◆ **Exercise requirements**: Copy out only the span from the line with "Note to the class: we label each instance of the moorland" to the end of the data, both ends kept, word for word.

══ Supplied information ══

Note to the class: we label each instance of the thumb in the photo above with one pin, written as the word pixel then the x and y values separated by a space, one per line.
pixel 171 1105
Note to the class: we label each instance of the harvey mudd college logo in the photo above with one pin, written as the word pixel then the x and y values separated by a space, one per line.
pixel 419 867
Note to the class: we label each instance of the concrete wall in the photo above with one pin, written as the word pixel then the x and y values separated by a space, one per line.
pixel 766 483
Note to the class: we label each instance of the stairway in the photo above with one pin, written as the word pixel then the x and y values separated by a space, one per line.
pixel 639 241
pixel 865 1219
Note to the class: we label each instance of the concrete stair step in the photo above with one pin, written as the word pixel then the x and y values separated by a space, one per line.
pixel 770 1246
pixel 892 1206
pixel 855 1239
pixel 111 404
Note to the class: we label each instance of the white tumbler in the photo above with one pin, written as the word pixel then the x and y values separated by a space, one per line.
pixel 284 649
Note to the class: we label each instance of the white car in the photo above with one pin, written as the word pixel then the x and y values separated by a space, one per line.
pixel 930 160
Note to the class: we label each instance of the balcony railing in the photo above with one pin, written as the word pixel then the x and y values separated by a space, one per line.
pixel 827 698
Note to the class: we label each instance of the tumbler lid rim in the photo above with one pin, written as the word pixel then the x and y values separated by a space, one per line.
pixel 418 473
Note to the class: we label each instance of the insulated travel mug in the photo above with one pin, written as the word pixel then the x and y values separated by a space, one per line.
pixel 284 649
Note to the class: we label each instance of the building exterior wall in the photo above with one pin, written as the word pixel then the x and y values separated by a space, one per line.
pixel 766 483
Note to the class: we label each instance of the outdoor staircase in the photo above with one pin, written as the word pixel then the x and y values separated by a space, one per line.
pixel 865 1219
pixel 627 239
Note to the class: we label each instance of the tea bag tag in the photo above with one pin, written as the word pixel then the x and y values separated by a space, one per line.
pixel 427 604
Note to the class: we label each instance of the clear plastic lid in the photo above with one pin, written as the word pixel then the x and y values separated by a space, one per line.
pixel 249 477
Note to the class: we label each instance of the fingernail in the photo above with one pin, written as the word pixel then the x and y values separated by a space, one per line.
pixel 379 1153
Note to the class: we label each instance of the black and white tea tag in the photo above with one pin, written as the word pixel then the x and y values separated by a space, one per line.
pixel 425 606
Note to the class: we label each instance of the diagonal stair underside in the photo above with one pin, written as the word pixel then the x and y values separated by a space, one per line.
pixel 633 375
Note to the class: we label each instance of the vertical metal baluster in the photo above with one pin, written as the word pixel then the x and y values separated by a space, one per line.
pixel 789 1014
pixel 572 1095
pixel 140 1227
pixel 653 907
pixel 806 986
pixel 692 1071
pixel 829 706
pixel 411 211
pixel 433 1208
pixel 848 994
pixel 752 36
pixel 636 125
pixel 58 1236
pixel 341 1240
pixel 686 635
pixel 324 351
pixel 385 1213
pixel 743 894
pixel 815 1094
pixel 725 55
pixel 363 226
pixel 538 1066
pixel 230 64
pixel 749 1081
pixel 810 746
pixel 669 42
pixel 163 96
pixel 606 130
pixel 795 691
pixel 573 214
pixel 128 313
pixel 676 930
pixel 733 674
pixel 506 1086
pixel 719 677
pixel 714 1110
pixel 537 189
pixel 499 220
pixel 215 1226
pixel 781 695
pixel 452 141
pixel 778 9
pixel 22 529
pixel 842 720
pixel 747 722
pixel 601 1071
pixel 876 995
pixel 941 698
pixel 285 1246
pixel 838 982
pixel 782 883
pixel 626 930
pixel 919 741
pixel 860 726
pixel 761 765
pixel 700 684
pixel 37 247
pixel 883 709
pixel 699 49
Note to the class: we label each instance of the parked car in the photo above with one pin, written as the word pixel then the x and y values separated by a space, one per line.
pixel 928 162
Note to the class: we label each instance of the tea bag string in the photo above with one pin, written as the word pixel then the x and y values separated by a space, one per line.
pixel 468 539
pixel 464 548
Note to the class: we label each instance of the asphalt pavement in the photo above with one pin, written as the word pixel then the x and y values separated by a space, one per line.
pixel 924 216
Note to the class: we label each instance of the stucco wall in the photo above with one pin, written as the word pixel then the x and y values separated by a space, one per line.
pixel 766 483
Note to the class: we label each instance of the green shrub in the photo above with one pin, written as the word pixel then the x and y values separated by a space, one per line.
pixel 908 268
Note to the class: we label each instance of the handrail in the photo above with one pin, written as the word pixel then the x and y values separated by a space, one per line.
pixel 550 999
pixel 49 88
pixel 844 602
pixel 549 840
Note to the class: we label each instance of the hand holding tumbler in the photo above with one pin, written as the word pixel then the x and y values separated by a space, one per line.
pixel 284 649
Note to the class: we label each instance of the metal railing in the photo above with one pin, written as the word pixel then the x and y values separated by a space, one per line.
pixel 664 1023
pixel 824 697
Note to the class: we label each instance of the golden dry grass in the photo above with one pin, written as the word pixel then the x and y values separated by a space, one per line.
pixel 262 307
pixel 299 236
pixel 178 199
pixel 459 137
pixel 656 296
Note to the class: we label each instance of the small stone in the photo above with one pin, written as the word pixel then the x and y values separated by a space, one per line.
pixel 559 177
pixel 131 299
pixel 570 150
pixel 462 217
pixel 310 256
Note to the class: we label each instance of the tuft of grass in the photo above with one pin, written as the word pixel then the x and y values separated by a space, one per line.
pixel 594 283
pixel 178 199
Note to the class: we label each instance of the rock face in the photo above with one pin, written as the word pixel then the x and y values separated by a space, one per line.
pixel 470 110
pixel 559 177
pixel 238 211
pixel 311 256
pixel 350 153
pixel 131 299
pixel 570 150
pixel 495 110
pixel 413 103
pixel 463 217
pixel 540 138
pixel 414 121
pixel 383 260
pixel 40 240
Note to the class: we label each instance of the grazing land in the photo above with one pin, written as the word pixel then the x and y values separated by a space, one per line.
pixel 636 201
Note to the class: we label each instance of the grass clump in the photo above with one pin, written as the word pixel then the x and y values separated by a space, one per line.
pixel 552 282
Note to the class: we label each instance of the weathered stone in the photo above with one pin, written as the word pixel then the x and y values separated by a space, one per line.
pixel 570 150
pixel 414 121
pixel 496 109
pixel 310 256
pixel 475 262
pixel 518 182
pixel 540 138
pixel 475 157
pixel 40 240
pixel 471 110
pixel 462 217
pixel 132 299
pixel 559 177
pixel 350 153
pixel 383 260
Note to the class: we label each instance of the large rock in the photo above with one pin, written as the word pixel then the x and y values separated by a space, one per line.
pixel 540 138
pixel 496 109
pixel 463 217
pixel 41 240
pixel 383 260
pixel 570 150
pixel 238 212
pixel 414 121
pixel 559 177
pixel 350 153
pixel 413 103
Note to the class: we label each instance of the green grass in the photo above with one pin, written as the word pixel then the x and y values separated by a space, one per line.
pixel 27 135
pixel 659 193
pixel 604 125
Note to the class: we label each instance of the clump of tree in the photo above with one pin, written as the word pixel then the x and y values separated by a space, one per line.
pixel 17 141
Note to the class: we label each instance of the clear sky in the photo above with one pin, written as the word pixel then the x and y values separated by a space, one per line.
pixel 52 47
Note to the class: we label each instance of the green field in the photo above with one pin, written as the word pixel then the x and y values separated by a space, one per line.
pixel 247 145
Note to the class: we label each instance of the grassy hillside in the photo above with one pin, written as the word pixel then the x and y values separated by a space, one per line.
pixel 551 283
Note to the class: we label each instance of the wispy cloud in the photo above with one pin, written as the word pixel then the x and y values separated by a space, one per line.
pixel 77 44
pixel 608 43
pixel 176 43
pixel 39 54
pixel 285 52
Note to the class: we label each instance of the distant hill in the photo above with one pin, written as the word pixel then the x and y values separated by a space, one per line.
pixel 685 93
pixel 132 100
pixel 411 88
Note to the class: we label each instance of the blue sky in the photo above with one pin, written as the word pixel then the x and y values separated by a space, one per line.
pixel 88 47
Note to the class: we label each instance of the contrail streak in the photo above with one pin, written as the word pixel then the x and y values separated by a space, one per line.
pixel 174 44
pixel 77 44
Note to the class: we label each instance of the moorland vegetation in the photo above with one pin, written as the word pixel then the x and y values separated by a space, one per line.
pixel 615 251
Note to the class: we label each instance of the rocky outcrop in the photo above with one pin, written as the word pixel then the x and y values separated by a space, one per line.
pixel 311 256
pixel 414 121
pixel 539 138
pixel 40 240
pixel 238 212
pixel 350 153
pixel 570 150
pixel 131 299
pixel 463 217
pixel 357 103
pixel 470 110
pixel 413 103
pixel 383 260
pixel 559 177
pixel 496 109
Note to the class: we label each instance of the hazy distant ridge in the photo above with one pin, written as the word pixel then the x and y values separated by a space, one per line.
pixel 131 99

═══

◆ **Exercise result**:
Note to the class: we label each instance of the moorland vegetation in the photo above with one pin, written as the word pixel then the x and y values separated by a space, one per line.
pixel 615 251
Note to the class: we label each instance of the rocky outcrop in the photo above with one pin, written as the word pixel then the x and y values separated by a space, one per line.
pixel 311 256
pixel 414 121
pixel 539 138
pixel 40 240
pixel 238 212
pixel 350 153
pixel 570 150
pixel 131 299
pixel 463 217
pixel 357 103
pixel 470 110
pixel 413 103
pixel 383 260
pixel 559 177
pixel 496 109
Note to the class: we label each instance of the hazy distant ridge in the photo above with one pin, written as the word pixel then the x and y values separated by a space, one per line.
pixel 131 99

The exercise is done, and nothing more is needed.